▸ **Stored data**:
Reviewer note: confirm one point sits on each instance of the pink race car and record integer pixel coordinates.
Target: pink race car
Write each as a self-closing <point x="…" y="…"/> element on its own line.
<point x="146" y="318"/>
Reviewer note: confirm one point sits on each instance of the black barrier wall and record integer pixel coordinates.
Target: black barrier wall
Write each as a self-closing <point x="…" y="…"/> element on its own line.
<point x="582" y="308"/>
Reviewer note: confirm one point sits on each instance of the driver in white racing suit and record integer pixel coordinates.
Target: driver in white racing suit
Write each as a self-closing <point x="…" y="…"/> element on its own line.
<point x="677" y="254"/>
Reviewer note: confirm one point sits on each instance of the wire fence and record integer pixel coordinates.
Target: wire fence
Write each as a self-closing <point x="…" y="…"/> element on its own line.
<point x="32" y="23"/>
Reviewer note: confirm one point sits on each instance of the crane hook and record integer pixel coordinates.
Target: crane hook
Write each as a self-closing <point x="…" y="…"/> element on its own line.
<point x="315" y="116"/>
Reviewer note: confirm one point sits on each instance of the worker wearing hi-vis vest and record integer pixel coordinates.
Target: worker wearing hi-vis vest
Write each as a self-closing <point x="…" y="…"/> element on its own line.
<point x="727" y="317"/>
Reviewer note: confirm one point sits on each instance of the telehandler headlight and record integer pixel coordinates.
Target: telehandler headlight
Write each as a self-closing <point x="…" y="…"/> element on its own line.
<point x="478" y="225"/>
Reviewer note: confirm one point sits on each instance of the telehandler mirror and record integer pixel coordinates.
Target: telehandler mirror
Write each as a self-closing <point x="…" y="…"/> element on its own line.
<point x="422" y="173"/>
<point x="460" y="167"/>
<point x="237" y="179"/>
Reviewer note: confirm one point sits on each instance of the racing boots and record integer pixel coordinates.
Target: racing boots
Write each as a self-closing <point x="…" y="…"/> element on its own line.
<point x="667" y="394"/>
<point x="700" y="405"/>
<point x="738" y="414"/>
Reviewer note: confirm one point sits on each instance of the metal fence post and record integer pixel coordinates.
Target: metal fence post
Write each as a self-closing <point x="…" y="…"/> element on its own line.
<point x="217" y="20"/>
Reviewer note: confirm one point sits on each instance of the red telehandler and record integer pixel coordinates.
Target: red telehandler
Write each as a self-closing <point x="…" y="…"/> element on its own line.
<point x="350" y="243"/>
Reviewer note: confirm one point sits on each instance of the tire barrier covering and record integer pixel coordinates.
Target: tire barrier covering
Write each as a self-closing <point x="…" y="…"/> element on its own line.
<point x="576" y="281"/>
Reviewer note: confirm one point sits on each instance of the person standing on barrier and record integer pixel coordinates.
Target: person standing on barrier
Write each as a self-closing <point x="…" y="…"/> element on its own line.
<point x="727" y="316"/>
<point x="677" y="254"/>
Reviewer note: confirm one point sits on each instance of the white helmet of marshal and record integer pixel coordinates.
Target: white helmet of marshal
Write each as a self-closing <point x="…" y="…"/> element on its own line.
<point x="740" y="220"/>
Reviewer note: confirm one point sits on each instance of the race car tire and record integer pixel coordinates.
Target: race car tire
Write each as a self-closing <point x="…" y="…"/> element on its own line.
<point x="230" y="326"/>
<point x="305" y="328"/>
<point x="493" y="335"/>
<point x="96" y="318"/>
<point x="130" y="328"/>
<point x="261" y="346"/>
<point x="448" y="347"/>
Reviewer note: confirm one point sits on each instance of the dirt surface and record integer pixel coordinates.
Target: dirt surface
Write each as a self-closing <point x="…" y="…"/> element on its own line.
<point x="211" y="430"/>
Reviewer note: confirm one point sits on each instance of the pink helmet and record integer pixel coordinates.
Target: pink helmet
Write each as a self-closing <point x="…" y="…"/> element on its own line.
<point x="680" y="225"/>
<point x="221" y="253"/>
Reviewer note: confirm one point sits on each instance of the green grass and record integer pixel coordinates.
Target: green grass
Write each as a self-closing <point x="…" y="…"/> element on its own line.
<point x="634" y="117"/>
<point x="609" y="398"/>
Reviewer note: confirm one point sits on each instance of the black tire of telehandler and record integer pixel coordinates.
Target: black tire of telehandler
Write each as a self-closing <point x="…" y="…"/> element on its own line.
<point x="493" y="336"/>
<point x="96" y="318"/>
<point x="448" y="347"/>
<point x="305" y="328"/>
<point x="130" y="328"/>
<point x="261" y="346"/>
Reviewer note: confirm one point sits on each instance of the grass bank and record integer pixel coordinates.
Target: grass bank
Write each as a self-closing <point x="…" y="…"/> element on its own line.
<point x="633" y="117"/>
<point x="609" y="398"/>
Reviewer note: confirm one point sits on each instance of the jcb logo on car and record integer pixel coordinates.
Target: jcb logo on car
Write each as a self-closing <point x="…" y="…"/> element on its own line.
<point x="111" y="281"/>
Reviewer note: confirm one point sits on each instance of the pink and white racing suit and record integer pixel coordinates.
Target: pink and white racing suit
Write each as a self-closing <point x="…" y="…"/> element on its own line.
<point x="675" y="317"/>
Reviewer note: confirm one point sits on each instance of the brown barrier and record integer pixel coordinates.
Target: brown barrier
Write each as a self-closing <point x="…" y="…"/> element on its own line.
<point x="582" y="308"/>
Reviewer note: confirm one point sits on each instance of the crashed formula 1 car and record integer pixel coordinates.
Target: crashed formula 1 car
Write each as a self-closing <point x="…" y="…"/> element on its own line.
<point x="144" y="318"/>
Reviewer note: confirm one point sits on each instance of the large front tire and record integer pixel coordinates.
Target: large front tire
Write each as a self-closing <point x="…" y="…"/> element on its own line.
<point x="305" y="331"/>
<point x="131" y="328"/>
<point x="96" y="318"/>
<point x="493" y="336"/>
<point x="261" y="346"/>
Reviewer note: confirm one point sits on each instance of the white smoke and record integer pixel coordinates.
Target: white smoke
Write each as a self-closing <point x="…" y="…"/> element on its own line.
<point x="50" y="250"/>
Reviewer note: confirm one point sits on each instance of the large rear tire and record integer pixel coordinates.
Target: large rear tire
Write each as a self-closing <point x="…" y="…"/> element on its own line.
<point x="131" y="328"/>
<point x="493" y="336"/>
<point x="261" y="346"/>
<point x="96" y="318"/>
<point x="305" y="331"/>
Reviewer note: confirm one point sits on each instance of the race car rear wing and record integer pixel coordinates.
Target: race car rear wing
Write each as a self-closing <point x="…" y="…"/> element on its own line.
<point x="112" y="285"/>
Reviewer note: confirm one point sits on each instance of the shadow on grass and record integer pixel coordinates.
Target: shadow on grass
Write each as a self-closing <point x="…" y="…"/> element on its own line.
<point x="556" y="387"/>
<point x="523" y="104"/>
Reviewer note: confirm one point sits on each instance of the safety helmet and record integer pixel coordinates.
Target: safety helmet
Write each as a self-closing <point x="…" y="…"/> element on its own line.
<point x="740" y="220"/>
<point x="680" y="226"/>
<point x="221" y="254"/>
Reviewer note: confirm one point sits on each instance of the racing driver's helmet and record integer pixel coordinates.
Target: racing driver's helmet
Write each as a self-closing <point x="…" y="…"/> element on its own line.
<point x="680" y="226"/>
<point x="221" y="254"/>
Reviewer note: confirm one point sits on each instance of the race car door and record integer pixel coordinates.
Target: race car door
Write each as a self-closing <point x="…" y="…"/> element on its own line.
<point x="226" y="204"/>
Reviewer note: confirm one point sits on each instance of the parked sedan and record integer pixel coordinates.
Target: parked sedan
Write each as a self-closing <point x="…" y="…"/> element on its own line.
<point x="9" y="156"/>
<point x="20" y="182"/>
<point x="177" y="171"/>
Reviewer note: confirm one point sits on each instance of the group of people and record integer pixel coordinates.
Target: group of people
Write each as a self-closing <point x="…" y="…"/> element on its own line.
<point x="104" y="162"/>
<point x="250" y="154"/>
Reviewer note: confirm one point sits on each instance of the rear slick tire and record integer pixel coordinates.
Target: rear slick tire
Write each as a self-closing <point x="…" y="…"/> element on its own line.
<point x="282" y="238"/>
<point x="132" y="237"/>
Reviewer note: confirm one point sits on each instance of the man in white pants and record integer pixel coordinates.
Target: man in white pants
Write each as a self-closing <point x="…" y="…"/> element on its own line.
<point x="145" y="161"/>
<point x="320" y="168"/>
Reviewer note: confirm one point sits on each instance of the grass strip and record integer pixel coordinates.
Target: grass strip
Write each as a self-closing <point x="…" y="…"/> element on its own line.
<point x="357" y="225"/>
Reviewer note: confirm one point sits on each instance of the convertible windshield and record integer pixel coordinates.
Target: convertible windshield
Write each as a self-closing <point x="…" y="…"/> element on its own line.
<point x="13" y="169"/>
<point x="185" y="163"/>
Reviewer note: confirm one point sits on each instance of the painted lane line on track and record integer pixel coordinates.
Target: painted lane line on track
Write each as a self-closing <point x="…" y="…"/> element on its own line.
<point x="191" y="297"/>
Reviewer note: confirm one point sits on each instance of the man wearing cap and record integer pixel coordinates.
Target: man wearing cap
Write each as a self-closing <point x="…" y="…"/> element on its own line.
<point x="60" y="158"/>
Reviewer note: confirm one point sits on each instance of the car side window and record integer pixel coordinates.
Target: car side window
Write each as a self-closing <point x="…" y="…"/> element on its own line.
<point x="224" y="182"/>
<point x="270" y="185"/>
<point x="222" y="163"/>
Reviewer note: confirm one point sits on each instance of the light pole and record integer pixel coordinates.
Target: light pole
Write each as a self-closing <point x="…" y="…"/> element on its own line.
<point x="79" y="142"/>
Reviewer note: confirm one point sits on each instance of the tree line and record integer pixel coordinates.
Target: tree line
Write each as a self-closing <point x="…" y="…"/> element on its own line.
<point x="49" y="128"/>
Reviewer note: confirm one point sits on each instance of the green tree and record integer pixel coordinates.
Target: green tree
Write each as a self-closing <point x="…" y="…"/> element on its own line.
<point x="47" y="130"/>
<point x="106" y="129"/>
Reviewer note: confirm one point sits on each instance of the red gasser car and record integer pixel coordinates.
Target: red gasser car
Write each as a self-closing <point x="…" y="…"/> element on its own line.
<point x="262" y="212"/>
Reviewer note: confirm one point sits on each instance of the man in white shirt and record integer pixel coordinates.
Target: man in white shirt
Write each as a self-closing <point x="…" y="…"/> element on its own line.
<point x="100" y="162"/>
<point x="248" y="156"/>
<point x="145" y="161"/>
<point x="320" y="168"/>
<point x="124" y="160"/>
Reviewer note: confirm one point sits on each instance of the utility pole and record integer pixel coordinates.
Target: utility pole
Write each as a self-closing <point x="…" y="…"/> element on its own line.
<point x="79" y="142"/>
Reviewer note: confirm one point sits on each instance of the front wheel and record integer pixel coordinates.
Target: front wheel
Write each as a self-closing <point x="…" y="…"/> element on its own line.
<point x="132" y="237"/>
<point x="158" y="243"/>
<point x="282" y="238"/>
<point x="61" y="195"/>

▸ **What to do**: Please reproduce the lines verbatim, starting with the line that contains "gasser car and record integer pixel coordinates." and continuing through the last line.

▸ **Response**:
Reviewer note: confirm one point sits on each instance of the red gasser car and record integer pixel coordinates.
Target: red gasser car
Write each as a self-closing <point x="…" y="…"/> element on its own line.
<point x="262" y="212"/>
Reviewer note: confirm one point sits on each instance of the man in white shirt and record integer pixel coordinates.
Target: man in white shirt
Write each as a self-closing <point x="…" y="…"/> element on its own line.
<point x="100" y="162"/>
<point x="248" y="156"/>
<point x="145" y="161"/>
<point x="320" y="168"/>
<point x="124" y="160"/>
Reviewer note: confirm one point sits on each instance of the utility pole and record integer pixel coordinates.
Target: utility pole
Write each as a self-closing <point x="…" y="…"/> element on its own line.
<point x="79" y="142"/>
Reviewer note: confirm one point sits on each instance of the front wheel and record integer pixel coordinates.
Target: front wheel
Write each as a self-closing <point x="…" y="…"/> element on its own line.
<point x="132" y="237"/>
<point x="158" y="243"/>
<point x="282" y="238"/>
<point x="61" y="195"/>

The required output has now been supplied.